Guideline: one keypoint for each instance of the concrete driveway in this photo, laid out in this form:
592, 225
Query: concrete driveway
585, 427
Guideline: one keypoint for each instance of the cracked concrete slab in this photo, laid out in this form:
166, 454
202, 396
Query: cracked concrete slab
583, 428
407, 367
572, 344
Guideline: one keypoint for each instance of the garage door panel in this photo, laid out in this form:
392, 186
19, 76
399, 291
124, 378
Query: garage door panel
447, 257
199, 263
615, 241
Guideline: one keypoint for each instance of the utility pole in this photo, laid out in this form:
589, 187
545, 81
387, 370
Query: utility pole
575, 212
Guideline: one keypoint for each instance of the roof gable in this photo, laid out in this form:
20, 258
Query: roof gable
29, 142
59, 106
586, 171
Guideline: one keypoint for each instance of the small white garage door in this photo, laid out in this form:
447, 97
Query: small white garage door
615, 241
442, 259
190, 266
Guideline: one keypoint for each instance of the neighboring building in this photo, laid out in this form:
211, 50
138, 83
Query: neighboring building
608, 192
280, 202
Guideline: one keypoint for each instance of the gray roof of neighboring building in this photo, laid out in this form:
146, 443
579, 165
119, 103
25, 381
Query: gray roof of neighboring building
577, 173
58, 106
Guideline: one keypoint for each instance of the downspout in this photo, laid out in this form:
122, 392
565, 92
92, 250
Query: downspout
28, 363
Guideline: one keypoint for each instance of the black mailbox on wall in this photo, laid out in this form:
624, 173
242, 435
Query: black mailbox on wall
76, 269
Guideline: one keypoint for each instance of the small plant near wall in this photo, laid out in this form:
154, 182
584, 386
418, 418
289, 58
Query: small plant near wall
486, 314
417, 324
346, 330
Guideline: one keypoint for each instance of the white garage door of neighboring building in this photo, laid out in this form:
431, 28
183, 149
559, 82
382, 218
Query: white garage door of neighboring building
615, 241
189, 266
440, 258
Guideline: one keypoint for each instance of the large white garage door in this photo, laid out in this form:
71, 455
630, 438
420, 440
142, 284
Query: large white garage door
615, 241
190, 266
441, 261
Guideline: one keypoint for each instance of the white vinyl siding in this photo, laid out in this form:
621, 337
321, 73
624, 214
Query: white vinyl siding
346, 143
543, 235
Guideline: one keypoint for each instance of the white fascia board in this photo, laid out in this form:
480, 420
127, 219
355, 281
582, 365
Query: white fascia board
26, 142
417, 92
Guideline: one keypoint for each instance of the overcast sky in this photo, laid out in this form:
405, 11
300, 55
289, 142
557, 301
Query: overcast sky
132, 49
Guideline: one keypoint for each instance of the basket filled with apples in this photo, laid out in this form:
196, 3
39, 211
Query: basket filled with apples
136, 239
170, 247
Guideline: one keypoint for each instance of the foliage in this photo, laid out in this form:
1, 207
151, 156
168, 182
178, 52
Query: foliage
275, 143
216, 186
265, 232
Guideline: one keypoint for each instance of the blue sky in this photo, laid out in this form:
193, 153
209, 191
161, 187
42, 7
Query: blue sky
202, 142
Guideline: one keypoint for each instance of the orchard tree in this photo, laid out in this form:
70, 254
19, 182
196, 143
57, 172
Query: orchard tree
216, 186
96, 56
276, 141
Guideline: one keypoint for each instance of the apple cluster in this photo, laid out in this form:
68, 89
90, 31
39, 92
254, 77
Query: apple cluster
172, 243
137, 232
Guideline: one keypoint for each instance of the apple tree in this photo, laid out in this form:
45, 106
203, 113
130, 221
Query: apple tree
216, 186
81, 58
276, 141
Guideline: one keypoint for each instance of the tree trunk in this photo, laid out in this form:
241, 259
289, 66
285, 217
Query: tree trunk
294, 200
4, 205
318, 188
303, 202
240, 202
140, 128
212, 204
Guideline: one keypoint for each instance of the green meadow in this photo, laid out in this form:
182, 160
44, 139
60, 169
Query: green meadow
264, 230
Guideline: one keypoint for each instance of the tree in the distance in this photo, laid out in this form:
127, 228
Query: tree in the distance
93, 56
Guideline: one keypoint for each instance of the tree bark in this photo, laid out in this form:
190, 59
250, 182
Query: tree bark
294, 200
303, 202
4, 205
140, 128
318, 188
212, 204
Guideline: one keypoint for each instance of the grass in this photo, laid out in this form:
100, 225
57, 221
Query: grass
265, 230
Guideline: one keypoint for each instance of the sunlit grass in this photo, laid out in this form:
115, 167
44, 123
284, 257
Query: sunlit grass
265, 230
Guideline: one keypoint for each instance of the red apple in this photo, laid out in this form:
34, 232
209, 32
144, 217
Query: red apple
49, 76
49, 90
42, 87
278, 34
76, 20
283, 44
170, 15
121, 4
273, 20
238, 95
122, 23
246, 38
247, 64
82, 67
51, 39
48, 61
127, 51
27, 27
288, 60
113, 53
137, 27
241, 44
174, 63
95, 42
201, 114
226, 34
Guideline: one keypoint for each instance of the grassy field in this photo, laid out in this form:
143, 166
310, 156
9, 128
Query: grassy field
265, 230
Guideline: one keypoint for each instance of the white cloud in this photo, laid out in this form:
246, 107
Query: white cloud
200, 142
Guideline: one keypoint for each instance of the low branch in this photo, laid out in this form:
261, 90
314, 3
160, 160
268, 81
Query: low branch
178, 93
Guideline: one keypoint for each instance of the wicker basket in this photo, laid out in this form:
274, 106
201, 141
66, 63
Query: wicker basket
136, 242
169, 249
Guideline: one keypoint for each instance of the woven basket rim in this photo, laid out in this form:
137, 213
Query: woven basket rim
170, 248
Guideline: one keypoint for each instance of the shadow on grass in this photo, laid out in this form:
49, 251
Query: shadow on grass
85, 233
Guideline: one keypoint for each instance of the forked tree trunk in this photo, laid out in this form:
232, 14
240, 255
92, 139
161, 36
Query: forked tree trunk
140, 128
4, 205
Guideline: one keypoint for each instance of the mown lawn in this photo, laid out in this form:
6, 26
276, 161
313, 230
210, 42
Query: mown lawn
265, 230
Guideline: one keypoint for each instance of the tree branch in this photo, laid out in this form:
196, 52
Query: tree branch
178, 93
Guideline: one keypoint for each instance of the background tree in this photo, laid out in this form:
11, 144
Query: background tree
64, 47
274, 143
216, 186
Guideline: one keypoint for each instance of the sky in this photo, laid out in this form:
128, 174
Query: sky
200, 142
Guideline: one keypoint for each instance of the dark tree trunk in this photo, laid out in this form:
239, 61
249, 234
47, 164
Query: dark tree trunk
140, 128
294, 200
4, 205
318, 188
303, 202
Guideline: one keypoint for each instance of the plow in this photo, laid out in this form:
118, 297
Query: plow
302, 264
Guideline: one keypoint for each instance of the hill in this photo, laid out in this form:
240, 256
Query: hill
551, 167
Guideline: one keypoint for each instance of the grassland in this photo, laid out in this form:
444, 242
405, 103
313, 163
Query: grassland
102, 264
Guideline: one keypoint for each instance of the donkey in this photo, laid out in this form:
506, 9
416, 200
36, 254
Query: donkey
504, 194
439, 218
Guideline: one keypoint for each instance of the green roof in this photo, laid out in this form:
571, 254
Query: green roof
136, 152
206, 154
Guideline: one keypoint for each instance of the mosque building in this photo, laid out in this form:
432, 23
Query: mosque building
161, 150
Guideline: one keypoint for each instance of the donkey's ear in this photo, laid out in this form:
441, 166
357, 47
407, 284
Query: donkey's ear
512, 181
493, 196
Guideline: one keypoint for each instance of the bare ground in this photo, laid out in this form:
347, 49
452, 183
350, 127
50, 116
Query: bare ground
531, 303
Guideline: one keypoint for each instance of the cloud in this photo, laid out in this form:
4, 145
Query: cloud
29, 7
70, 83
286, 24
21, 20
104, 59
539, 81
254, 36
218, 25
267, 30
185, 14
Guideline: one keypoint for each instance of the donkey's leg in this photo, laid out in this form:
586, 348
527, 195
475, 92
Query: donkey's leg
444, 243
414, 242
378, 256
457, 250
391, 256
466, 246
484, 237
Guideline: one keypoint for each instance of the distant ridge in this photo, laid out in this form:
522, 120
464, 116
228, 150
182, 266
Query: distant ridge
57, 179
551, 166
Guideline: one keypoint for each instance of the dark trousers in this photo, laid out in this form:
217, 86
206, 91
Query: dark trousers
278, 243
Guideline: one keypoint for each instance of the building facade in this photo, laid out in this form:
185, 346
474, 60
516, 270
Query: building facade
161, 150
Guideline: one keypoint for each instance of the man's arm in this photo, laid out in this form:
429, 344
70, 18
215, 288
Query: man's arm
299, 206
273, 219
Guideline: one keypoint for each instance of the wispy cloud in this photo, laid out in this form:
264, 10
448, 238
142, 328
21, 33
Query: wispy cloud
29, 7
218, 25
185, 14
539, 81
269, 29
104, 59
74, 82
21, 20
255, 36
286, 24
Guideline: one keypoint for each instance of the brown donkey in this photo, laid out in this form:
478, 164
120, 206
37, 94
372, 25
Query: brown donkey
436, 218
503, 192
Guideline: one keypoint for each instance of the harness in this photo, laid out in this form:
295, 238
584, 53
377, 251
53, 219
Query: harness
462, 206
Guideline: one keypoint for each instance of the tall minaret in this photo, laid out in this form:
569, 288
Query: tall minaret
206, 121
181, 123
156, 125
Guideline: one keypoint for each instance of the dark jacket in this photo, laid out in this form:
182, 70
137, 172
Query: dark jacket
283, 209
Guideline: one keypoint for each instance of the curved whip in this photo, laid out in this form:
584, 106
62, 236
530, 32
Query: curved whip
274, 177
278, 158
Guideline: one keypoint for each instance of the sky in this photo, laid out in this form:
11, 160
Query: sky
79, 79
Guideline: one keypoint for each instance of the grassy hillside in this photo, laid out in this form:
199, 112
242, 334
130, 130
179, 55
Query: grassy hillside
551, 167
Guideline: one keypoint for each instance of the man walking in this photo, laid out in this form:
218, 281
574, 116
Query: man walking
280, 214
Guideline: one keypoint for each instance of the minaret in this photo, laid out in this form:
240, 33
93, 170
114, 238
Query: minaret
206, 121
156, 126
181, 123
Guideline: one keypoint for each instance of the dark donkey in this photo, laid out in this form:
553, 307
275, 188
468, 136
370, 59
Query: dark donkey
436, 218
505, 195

## Your assignment
Reproduce without change every line of the entries above, from the one containing "Guideline: one keypoint for each instance of the dark jacket" through the last.

## Response
Guideline: one keypoint for each instance of the dark jacket in this photo, laid out in this form:
182, 70
137, 172
Query: dark jacket
283, 209
Guideline: one keypoint for each instance of the curved whip in this photo, laid out in this form:
584, 106
62, 236
530, 32
Query: curved whip
274, 177
278, 158
Guideline: one keypoint for each instance of the sky in this photo, laid out in this form:
11, 160
Query: sky
79, 79
Guideline: one keypoint for each instance of the grassy hillside in this photo, laid out in this form:
199, 112
242, 334
130, 130
179, 55
Query: grassy hillside
551, 167
Guideline: one keypoint for each instance of the man walking in this photo, laid out in this form:
218, 281
574, 116
Query: man walking
280, 214
Guideline: one keypoint for each instance of the minaret in this photo, laid out in this form:
240, 33
93, 170
114, 238
Query: minaret
206, 121
156, 126
181, 123
Guideline: one keypoint for each instance of the dark donkey in this photo, laid out in this form:
553, 307
275, 188
468, 136
370, 59
Query: dark donkey
436, 218
505, 195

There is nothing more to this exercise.